**WORK REQUIRED:**
Repeat only the lines below from the one containing "target | dead buck" through the one containing "target | bow sight housing", inclusive, exactly as written.

======== SUPPLIED MATERIAL

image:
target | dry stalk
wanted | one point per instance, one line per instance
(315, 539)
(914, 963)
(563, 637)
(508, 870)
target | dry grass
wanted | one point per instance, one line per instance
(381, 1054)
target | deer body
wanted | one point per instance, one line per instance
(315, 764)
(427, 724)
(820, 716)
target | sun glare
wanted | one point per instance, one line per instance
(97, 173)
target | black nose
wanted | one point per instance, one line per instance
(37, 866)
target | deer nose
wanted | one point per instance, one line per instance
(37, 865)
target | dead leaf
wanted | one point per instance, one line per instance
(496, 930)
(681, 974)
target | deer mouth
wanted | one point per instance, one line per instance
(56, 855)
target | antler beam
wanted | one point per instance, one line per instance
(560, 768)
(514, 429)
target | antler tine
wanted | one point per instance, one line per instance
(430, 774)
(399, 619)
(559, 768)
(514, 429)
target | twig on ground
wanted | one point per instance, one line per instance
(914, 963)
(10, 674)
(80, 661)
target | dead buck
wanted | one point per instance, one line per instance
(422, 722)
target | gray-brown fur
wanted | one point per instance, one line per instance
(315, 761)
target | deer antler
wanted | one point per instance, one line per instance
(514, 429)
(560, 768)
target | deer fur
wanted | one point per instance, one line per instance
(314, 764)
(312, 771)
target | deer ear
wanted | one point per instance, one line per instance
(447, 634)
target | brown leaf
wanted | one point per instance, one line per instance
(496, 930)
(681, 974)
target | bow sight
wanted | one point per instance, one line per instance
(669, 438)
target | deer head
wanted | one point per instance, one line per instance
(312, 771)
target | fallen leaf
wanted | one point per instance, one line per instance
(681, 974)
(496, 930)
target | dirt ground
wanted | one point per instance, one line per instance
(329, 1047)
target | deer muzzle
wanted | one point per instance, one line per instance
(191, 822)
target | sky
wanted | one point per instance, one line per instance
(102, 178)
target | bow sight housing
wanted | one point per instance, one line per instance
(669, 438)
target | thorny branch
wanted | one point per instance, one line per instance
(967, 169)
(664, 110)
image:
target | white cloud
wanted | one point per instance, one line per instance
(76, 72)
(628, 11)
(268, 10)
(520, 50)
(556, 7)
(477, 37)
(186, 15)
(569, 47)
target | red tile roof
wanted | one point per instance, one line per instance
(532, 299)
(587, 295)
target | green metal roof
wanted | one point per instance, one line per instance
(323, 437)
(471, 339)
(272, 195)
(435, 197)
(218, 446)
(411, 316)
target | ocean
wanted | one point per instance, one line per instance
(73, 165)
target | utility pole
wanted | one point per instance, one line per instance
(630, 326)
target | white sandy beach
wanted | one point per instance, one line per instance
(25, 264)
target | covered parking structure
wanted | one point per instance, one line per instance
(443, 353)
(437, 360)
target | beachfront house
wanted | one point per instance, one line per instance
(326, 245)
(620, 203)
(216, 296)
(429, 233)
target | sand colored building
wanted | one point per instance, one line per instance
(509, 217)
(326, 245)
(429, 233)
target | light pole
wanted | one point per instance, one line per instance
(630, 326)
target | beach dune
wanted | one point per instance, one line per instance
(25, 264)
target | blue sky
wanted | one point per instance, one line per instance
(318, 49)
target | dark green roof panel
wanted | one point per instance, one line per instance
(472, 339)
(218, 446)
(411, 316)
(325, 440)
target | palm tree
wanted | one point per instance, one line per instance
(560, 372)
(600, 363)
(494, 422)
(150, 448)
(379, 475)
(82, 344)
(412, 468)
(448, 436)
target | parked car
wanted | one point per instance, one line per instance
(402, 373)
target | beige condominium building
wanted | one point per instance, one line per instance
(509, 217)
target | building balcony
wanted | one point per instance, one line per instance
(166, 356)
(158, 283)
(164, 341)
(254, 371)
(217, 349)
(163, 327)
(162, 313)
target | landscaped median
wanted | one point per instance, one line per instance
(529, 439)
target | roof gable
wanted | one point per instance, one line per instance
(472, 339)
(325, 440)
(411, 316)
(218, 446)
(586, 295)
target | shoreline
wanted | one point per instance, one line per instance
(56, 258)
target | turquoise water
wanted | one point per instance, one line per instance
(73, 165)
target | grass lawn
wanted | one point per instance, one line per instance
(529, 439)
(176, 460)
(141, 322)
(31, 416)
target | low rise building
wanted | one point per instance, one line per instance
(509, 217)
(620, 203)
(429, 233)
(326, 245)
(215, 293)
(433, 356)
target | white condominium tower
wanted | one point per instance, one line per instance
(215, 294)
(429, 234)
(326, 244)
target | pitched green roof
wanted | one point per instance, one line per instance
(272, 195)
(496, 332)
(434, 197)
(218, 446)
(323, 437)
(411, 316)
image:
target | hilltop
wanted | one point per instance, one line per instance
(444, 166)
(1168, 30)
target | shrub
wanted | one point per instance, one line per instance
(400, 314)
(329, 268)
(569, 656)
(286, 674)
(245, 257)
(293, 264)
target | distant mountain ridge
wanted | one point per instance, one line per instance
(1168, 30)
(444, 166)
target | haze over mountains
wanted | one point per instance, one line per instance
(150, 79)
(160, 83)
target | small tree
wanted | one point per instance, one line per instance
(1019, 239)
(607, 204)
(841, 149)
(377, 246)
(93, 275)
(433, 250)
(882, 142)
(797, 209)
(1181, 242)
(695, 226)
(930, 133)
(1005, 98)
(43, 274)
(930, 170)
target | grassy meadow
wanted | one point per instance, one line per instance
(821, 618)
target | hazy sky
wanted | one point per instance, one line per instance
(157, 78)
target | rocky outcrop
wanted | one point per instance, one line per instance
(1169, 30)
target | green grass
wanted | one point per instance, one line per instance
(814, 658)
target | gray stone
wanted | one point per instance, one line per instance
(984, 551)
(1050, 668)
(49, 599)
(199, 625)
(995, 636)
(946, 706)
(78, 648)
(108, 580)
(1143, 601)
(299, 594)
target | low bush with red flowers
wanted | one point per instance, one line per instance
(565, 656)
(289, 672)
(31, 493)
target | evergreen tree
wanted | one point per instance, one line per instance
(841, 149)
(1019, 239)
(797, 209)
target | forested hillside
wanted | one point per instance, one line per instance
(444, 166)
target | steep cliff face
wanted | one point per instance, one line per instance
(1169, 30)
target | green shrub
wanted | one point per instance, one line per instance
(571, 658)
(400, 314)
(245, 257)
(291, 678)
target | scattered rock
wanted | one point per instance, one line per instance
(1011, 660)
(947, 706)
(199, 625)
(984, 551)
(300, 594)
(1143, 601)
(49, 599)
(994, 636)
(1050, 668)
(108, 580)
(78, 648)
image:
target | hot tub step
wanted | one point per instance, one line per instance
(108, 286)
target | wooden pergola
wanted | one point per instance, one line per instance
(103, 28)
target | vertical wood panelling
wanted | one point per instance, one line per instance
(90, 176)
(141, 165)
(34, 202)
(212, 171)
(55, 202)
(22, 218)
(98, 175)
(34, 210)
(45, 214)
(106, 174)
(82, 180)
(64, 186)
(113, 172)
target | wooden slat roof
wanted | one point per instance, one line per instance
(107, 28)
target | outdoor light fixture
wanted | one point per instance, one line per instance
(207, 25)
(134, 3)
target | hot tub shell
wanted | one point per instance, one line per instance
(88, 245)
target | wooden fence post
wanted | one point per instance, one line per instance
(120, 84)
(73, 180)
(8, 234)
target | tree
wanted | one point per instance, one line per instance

================

**WRITTEN SOLUTION:**
target | dead buck
wanted | one point per instance, one line per instance
(422, 722)
target | gray-brown fur
wanted | one point per instance, one line per instance
(315, 761)
target | deer antler
wanted | one point per instance, one line per instance
(514, 429)
(560, 768)
target | deer fur
wanted | one point per instance, one line per instance
(314, 764)
(312, 771)
target | deer ear
wanted | one point per instance, one line per instance
(447, 634)
target | brown leaf
wanted | one point per instance, one line per instance
(496, 930)
(681, 974)
target | bow sight
wanted | one point per instance, one line per instance
(669, 438)
target | deer head
wanted | one point per instance, one line per instance
(312, 771)
target | fallen leaf
wanted | one point per instance, one line per instance
(681, 974)
(496, 930)
target | dirt ground
wanted | one point per instance, one line per instance
(329, 1047)
target | deer muzzle
wanted | one point per instance, one line per instance
(191, 822)
target | sky
wanted | one point per instance, one line per instance
(102, 178)
target | bow sight housing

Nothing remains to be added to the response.